• Passage given
Sermon — June 30, 2024
The Rev. Greg Johnston
These two stories of healing couldn’t be more different from one another; but when you get down to it, they’re exactly the same.
Jairus’s young daughter is in an acute crisis, near the end of her life; the woman who touches Jesus’ cloak has been suffering chronically for longer than Jairus’ daughter has been alive. Jairus comes openly to Jesus before the crowd. The woman approaches surreptitiously. He begs him over and over to heal his daughter, she reaches out without saying a word. He’s is a prominent member of society, a leader of the local synagogue, with messengers and mourners waiting back at home; she comes to Jesus alone and bankrupt, and the only social contact we hear about is with the physicians, under whose care she’s suffered much.
Their circumstances and their behaviors couldn’t be more different, and in fact they find themselves somewhat in competition. After all, when Jesus and Jairus set out for Jairus’ home, to heal his daughter, there’s no time to lose. She’s at the point of death. But the woman touches Jesus’ cloak, and she is healed, and Jesus turns aside. “Who touched my clothes?” he says. (Mark 5:30)
And I can only imagine how Jairus must have felt, just in front of him, leading the way to his daughter’s sickbed. He’s rushed out to find Jesus, and he’s found him; even better, he’s actually convinced him to come heal his daughter, and now Jesus has stopped along the way to ask, “Who touched my clothes?” in the middle of a crowd. Even the disciples are amazed— “Look at all these people,” they say. How could anyone know? (5:31) But the woman comes forward and falls on her knees. And Jesus blesses her and sends her along her way. (5:34)
Mark doesn’t tell us what’s going through Jairus’s head. But we can guess. If Jesus needs to stop and heal somebody, fine. But why the conversation? Why the delay? This woman’s sickness is important, for sure, but not urgent, not like his daughter’s illness; and yet Jesus takes his time, and I imagine Jairus somewhere between impatient and afraid.

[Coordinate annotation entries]
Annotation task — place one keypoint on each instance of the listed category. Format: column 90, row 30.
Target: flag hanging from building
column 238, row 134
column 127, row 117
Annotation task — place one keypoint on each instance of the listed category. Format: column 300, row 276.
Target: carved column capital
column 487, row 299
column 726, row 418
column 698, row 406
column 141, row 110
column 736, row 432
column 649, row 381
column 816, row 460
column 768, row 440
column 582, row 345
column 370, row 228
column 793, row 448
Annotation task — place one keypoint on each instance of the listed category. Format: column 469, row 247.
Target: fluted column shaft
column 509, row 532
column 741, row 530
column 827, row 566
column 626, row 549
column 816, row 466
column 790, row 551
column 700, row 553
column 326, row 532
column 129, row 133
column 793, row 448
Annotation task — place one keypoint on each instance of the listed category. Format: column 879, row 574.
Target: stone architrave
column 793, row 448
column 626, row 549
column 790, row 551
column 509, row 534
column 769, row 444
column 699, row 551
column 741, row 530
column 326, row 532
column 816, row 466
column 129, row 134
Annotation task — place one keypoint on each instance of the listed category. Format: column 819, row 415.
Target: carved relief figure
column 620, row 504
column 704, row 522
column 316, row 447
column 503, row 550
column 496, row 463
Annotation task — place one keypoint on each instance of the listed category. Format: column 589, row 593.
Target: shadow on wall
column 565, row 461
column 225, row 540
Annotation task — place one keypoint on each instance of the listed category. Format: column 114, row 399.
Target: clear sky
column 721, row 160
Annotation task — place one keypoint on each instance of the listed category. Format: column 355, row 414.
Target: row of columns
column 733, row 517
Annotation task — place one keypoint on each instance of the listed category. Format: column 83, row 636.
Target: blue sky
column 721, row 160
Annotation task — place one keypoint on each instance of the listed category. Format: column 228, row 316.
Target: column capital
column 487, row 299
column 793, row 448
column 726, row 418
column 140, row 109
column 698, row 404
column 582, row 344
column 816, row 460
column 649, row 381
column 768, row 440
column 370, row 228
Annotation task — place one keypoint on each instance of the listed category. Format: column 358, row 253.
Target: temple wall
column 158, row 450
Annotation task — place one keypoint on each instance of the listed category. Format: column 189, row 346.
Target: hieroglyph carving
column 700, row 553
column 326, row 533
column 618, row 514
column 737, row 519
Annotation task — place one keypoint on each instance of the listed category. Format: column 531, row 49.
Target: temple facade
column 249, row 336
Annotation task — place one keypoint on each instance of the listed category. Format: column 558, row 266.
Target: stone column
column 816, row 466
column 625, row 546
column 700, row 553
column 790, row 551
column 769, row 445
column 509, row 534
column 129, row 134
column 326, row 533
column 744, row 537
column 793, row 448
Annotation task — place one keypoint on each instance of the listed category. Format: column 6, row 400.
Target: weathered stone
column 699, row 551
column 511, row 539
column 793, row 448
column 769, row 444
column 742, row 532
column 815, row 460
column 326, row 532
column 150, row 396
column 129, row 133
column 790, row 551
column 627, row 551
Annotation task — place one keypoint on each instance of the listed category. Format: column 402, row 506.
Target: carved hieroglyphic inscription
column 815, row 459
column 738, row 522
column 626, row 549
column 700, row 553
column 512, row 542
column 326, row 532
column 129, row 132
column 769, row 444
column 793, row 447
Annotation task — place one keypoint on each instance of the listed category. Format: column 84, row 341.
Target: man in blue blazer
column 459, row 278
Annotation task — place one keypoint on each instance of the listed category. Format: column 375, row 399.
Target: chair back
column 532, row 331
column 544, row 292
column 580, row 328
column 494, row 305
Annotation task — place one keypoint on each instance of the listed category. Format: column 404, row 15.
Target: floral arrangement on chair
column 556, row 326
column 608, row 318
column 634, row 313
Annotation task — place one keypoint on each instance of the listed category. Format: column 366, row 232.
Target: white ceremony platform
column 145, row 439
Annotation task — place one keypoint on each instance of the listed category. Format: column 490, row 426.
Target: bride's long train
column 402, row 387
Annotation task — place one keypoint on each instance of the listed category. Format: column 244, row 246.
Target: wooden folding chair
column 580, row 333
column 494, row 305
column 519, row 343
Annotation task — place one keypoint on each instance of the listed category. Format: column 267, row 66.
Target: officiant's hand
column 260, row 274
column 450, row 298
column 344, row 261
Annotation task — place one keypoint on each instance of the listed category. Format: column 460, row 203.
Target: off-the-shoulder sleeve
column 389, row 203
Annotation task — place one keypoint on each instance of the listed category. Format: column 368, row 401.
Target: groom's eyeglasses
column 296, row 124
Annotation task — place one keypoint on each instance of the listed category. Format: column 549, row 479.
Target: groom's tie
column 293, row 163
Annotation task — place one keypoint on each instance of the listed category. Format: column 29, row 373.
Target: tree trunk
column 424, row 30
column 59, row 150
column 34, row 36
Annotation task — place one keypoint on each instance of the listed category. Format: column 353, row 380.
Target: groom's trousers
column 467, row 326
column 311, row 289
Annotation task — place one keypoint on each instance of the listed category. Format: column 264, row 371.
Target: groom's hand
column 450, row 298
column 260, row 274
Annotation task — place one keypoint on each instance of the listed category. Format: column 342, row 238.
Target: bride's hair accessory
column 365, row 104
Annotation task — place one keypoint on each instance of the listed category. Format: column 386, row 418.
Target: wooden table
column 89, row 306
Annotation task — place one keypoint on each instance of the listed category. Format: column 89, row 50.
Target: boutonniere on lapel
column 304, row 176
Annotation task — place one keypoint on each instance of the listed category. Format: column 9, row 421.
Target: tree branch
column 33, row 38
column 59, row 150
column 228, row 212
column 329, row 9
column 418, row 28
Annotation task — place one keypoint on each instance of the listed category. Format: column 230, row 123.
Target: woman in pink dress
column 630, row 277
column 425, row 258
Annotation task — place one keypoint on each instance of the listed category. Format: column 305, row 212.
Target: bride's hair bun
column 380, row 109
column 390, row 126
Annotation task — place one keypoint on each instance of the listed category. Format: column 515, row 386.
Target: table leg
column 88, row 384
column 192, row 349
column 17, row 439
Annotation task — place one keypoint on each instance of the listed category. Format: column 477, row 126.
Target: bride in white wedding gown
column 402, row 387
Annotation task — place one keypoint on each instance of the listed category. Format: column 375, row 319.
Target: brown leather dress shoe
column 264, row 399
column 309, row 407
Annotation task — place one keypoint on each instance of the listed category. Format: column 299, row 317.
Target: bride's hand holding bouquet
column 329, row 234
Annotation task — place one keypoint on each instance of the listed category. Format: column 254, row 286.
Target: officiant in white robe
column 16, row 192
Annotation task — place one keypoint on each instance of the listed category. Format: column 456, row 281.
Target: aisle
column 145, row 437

• Brief 1
Which verse references from Mark does the sermon cite in parentheses?
• Brief 2
Could you continue the sermon on the two healing stories, picking up after its final sentence?

• Reply 1
Mark 5:30, 5:31, and 5:34

• Reply 2
And his worst fears are about to be realized, because while Jesus is still speaking, while he is still stopped along the way, someone comes bearing a message from Jairus’s house. “Your daughter is dead,” they say. And Jairus, who was full of words at the beginning of the story, begging Jesus repeatedly to come heal his daughter, is left speechless as his relief turns into despair.
But Jesus simply says, “Do not fear, only believe.” (5:37) He sends away the crowd who follow him, and the crowd of mourners. And despite their incredulous laughter at the idea that the child who has died while Jesus dilly-dallied on the road is merely asleep, he says to her, “Get up.” And she does.
This is a long story, and it’s full of strange and enticing details. There are so many questions that you might want to ask. What does it mean to say that Jesus’ healing power can simply flow out of him, that miracles can happen without his knowledge just because someone touched his cloak? Why does Mark record what Jesus says to the girl in Aramaic, Talitha cum, while translating the rest? Why does Jesus do everything in secrecy, sending away the crowd and the mourners and telling the family and the disciples to tell no one what they have seen? What’s up with the snack at the end?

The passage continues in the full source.